● Document

◆ ◆ ◆ ◆ ◆ ◆ ◆

9.Toepasselijke wettelijke voorschriften

De op te leggen straf is gegrond op artikel 197 van het Wetboek van Strafrecht.

10.Beslissing

De rechtbank komt op grond van het voorgaande tot de volgende beslissing.
Verklaart bewezen dat verdachte het ten laste gelegde heeft begaan zoals hiervoor in rubriek 4 is vermeld.
Verklaart niet bewezen hetgeen aan verdachte meer of anders is ten laste gelegd dan hiervoor is bewezen verklaard en spreekt verdachte daarvan vrij.
Het bewezen verklaarde levert op:
als vreemdeling in Nederland verblijven, terwijl hij weet dat tegen hem op grond van artikel 66a, zevende lid van de Vreemdelingenwet 2000 een inreisverbod was uitgevaardigd.
Verklaart het bewezene strafbaar.
Verklaart verdachte,
[verdachte], daarvoor strafbaar.
Veroordeelt verdachte tot een gevangenisstraf voor de duur van
2 (twee) maanden.

◆ ◆ ◆ ◆ ◆ ◆ ◆

● Gegeven rijen
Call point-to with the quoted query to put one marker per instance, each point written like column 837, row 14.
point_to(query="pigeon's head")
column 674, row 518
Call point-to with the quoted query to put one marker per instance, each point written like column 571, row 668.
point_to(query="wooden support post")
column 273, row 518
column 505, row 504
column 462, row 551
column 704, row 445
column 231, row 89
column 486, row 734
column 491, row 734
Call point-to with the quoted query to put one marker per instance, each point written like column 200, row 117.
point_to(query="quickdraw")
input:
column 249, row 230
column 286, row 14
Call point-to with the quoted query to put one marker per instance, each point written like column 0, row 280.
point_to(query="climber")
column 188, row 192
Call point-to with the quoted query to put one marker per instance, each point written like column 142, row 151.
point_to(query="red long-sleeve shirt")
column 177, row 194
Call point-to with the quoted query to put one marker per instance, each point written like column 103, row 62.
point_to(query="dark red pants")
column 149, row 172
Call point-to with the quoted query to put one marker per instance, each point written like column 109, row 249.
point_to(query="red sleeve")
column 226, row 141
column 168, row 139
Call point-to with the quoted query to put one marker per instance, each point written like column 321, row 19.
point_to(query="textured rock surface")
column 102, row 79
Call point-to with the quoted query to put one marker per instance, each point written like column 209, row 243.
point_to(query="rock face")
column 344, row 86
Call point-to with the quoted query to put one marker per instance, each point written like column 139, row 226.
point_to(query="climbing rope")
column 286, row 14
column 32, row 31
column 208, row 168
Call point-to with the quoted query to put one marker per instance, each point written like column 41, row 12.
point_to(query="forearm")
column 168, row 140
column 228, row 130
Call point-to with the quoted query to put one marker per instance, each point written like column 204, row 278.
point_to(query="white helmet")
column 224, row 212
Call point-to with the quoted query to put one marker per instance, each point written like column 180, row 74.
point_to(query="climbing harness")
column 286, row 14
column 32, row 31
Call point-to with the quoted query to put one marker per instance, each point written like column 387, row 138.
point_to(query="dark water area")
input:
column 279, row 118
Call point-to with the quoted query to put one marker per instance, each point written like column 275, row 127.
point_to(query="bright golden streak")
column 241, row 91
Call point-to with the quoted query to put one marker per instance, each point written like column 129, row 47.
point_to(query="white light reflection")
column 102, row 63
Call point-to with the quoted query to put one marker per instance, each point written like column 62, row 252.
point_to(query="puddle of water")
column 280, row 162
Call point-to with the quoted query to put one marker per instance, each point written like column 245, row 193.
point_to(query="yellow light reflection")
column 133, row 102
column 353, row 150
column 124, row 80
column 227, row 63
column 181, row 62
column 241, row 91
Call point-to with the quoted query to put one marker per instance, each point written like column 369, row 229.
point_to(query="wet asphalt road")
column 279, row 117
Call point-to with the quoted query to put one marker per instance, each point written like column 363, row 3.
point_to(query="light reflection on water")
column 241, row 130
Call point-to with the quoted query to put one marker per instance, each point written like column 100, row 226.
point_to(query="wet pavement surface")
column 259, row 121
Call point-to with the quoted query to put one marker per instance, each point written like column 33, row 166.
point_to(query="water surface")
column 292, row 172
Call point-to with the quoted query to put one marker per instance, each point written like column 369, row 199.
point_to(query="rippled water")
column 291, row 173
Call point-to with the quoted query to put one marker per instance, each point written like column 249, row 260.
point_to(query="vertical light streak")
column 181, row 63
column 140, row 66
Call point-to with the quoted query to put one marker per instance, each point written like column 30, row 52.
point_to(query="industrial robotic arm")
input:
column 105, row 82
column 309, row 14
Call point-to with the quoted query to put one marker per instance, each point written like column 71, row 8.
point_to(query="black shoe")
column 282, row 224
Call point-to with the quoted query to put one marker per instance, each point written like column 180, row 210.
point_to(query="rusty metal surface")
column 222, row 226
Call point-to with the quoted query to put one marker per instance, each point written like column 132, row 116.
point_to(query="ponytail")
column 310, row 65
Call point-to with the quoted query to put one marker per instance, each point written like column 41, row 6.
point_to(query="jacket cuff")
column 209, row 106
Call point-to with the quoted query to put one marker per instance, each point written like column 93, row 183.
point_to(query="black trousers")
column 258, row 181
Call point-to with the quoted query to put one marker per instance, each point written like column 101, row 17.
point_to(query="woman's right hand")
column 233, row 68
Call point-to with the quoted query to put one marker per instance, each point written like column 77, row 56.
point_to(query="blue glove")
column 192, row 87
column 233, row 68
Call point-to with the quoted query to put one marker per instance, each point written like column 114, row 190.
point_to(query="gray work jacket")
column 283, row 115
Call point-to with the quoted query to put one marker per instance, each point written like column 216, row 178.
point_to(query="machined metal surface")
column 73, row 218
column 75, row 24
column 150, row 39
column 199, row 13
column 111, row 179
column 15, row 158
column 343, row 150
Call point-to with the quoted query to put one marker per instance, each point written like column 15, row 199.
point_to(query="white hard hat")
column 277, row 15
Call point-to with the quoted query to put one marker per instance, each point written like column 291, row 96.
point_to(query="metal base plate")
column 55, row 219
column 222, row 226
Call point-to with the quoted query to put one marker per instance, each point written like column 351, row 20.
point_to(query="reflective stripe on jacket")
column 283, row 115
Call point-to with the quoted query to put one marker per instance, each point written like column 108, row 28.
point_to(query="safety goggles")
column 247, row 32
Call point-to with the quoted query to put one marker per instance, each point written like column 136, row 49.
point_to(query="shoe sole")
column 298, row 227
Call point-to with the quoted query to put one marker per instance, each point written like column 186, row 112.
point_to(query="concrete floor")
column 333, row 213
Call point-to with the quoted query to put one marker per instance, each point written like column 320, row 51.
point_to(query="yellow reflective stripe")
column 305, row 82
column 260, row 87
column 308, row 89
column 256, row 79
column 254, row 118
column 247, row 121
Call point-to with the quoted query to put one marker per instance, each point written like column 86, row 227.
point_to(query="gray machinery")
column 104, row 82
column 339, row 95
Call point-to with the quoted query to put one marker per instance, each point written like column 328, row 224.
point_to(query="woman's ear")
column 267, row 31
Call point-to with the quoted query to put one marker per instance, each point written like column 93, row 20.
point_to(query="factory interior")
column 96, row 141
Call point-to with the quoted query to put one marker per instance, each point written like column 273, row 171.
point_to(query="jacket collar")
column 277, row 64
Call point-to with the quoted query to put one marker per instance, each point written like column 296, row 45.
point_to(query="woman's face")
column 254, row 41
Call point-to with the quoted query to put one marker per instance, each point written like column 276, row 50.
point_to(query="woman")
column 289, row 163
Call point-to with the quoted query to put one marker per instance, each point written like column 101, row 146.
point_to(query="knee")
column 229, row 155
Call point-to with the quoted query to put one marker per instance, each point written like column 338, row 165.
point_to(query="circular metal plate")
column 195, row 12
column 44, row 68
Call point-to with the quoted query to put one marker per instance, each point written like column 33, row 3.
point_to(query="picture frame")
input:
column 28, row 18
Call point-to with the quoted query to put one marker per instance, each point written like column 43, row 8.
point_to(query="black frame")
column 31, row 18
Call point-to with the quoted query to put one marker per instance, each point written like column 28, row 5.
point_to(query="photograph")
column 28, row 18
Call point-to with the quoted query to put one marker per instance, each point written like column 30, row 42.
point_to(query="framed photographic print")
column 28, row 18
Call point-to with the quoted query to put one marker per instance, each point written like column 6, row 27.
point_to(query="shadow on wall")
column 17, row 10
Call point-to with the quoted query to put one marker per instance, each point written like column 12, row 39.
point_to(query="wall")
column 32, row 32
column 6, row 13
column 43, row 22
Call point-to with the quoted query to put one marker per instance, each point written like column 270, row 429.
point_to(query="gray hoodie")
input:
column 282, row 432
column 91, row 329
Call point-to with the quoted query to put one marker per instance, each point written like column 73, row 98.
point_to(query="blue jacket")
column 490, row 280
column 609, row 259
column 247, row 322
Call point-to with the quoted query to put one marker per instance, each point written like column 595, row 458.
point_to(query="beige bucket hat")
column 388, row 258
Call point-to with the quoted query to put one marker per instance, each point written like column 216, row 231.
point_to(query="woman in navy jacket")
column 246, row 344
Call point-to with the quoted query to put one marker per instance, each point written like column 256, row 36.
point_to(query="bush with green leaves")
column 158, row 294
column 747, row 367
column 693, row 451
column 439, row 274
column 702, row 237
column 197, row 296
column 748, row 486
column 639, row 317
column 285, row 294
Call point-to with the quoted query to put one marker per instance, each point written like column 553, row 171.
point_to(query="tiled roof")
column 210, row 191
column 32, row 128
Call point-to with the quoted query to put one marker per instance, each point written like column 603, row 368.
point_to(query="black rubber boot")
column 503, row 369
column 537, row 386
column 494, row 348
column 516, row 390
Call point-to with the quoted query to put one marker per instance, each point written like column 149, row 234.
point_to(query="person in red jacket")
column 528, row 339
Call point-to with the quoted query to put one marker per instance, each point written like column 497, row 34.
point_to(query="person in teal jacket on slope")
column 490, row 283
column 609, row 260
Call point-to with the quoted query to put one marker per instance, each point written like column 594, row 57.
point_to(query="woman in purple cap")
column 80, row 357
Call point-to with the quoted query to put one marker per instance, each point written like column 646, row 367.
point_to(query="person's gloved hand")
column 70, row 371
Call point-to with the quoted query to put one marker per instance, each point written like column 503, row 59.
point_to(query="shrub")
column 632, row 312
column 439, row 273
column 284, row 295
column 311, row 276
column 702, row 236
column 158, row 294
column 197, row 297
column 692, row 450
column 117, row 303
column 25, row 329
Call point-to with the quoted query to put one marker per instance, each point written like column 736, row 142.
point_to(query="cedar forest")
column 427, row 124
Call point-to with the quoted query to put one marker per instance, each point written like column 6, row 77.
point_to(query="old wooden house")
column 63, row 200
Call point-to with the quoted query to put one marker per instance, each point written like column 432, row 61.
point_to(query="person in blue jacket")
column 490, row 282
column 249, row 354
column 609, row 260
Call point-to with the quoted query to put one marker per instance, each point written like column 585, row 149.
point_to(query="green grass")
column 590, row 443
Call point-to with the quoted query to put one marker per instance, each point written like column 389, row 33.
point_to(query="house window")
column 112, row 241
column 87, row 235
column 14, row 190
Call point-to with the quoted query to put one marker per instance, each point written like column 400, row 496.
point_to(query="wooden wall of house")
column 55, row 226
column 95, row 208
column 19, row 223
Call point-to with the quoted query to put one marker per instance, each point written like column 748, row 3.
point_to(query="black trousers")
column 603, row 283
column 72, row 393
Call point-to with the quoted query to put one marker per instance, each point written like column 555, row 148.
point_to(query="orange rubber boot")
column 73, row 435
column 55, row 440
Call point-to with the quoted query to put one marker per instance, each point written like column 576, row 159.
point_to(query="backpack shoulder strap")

◆ ◆ ◆ ◆ ◆ ◆ ◆

● Doel opdracht
Pak de rechtbankuitspraak over het verblijf in Nederland ondanks een inreisverbod weer op en schrijf die verder na de laatste zin.

● Uitwerking
Beveelt dat de tijd die door veroordeelde voor de tenuitvoerlegging van deze uitspraak in verzekering is doorgebracht, bij de tenuitvoerlegging van die straf in mindering gebracht zal worden.
Dit vonnis is gewezen door
mr. H.P. Kijlstra, voorzitter,
mrs. C.A.E. Wijnker en J.M.L.I. van Hommerich, rechters,
in tegenwoordigheid van L. Jaakke-van den Berg, griffier,
en uitgesproken op de openbare terechtzitting van deze rechtbank van 24 december 2014.
De jongste rechter is buiten staat dit vonnis mede te ondertekenen.